** START OF SELECTED EXTRACT **

Two women take on every odd job under the sun in this new play by Catherine Moore and Genevieve Hegney

Unemployment isn’t funny, but Unqualified, a brand new Australian work about, well, work, by actors Genevieve Hegney and Catherine Moore, is a cracker. The pair star as Joanne Truebody and Felicity Bacon, women from two different worlds who accidentally crash into each other at a local Centrelink office.

Felicity (Moore) is the daughter of a butcher who can’t bear to run the family business forever. Joanne (Hegney) is the brains behind her real-estate-reality-star husband, in control of his realty empire, and her image, until the moment her marriage falls apart. Through a series of madcap events, coincidences, and Felicity’s determination to befriend Joanne, they start a business together: a temp agency.

It’s a bumpy start to the world of small business and employee management – they’re so short on clients they work each temp job themselves – and the two women are perfectly mismatched. Joanne is a Type-A, consciously classist self-editor; Felicity is more goofy, optimistic, and unrelentingly unfiltered. If they were sitcom characters, they’d be Rosa Diaz (at one point, Felicity calls Joanne handsome and ‘cop-ish’) and Charles Boyle from Brooklyn Nine Nine.

The women cater a wedding, teach at a pretentious early-learning facility, and hand out flyers on the street – and no job is uneventful. As they work, Felicity becomes more and more certain she can never go back to being a butcher, and Joanne becomes more and more unravelled. At one point, she descends into a recitation from classic Australian play Don’s Party; her insistence that its playwright, David Williamson, is a national treasure is a big hit inside the Ensemble Theatre, which has enjoyed a long relationship with the writer and his plays.

It’s genuinely and frequently funny. Hegney and Moore both cultivate comic characters with ease, and they step into a number of minor roles with glee. Their script is brimming with great delight for language (a well-deployed “quicksticks” is funnier than you’d expect) and with genuine love for Felicity and Joanne, no matter how outrageous they become. That central core of love helps the comedy soar – it engenders in us plenty of pathos and “I’ve been there” sympathy, and it makes the successes – and failures – of Joanne and Felicity something we can sincerely invest in.

** END OF SELECTED EXTRACT **
** START OF DATA SUPPLIED **

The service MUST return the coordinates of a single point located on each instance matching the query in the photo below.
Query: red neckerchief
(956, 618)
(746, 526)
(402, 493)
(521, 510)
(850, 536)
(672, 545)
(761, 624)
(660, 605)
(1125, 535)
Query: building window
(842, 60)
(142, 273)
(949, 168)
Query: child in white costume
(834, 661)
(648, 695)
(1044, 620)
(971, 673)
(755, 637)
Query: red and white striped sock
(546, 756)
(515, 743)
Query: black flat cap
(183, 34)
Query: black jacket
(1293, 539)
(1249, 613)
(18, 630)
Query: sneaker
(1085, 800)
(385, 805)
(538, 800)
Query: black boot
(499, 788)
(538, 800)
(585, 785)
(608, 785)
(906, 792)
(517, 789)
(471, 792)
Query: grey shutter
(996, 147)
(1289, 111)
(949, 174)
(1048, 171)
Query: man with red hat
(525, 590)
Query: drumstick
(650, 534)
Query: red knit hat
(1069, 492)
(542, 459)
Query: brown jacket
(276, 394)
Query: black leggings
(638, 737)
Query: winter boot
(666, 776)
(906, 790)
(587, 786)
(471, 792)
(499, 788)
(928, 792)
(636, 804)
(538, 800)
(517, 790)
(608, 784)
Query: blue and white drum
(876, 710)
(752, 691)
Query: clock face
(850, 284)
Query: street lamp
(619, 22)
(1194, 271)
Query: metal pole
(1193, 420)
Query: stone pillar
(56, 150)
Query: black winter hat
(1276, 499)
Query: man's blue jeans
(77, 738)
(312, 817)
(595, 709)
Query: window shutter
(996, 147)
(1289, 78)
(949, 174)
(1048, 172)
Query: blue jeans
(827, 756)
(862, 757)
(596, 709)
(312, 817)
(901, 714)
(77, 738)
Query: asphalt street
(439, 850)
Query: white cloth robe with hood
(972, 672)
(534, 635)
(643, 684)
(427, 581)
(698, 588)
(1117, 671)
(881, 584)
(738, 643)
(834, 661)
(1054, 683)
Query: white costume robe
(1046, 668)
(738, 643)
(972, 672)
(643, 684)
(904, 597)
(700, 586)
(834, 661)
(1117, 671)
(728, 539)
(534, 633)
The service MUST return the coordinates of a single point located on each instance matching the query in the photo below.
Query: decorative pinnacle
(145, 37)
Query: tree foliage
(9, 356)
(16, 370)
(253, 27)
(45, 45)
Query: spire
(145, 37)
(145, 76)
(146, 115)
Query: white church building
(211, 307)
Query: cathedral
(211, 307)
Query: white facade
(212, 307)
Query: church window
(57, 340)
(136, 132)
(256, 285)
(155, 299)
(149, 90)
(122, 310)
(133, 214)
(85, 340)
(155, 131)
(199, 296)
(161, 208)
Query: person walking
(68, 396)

** END OF DATA SUPPLIED **

GIVEN INSTRUCTION 1:
Answer these questions using the review of Unqualified:
(a) Where do Joanne Truebody and Felicity Bacon accidentally crash into each other?
(b) What business do the two women start together?
(c) Which classic Australian play does Joanne recite from?
GIVEN INSTRUCTION 2:
In the rows, reproduce the stretch from the line that contains "Query: building window" through the line that contains "(1054, 683)", both included, exactly as those lines stand.

FINAL ANSWER 1:
(a) At a local Centrelink office.
(b) A temp agency.
(c) Don's Party.

FINAL ANSWER 2:
Query: building window
(842, 60)
(142, 273)
(949, 168)
Query: child in white costume
(834, 661)
(648, 695)
(1044, 620)
(971, 673)
(755, 637)
Query: red and white striped sock
(546, 756)
(515, 743)
Query: black flat cap
(183, 34)
Query: black jacket
(1293, 539)
(1249, 613)
(18, 630)
Query: sneaker
(1085, 800)
(385, 805)
(538, 800)
Query: black boot
(499, 788)
(538, 800)
(585, 785)
(608, 785)
(906, 792)
(517, 789)
(471, 792)
Query: grey shutter
(996, 147)
(1289, 111)
(949, 174)
(1048, 171)
Query: man with red hat
(525, 590)
Query: drumstick
(650, 534)
Query: red knit hat
(1069, 492)
(542, 459)
Query: brown jacket
(276, 394)
Query: black leggings
(638, 737)
Query: winter boot
(666, 776)
(906, 790)
(587, 786)
(471, 792)
(499, 788)
(928, 792)
(636, 804)
(538, 800)
(517, 790)
(608, 784)
Query: blue and white drum
(876, 710)
(752, 691)
Query: clock face
(850, 284)
Query: street lamp
(619, 22)
(1194, 271)
Query: metal pole
(1193, 420)
Query: stone pillar
(56, 150)
Query: black winter hat
(1276, 499)
Query: man's blue jeans
(77, 738)
(312, 817)
(595, 709)
Query: window shutter
(996, 147)
(1289, 78)
(949, 174)
(1048, 172)
Query: blue jeans
(827, 756)
(862, 757)
(596, 709)
(312, 817)
(901, 714)
(77, 738)
Query: asphalt street
(439, 850)
Query: white cloth robe with hood
(972, 672)
(534, 635)
(643, 684)
(427, 581)
(698, 588)
(1117, 671)
(881, 584)
(738, 643)
(834, 661)
(1054, 683)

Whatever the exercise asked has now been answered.